Task directions:
Identify each line in the entries below that contains the word "yellow", and copy those lines.

Material provided:
>> Begin

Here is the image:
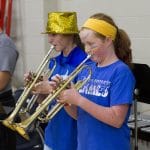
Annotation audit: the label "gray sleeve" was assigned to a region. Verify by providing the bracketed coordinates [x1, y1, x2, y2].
[0, 36, 18, 74]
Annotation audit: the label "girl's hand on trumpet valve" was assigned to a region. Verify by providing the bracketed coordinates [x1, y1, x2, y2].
[32, 81, 56, 94]
[57, 83, 82, 106]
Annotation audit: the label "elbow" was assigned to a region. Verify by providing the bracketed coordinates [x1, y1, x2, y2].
[112, 120, 123, 129]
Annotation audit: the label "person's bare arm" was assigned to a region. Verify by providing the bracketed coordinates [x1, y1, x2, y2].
[0, 71, 11, 91]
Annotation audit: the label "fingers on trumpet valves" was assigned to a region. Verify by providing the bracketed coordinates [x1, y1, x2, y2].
[24, 71, 44, 86]
[51, 74, 63, 85]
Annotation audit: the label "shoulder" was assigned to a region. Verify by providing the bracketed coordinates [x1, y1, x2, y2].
[111, 60, 135, 80]
[0, 33, 19, 57]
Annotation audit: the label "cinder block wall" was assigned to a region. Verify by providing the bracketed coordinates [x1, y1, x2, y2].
[11, 0, 150, 116]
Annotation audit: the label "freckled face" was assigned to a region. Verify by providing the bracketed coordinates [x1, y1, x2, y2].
[80, 29, 106, 62]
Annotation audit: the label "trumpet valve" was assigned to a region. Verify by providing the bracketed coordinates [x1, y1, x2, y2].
[2, 119, 15, 131]
[14, 125, 30, 141]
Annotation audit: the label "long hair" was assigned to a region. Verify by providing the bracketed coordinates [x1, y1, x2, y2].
[90, 13, 132, 67]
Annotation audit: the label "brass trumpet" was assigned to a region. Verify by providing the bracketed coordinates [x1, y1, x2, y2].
[2, 45, 54, 136]
[3, 55, 92, 140]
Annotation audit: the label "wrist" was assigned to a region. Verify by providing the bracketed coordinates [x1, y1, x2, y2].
[77, 96, 84, 107]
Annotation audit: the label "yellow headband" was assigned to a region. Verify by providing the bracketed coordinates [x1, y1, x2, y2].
[83, 18, 117, 40]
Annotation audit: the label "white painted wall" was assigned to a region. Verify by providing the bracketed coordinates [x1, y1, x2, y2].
[11, 0, 150, 116]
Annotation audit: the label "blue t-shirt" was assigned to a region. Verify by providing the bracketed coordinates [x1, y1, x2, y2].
[77, 60, 135, 150]
[45, 47, 86, 150]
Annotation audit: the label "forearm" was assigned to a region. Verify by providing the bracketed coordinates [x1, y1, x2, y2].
[64, 105, 77, 120]
[0, 72, 11, 91]
[78, 97, 128, 128]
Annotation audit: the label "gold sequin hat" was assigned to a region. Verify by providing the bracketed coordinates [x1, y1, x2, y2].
[44, 12, 79, 34]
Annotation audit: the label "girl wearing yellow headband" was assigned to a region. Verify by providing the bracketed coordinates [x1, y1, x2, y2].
[57, 13, 135, 150]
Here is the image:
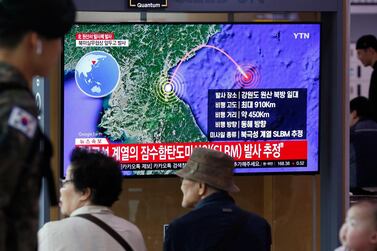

>> End

Response:
Annotation audit: the label "yellow headband" was assigned to a region. Verify by providing the bracketed coordinates [x1, y1, x2, y2].
Annotation audit: the label "girl wearing yellow headband" was assigned to a region. Verify by providing the bracketed coordinates [x1, y1, x2, y2].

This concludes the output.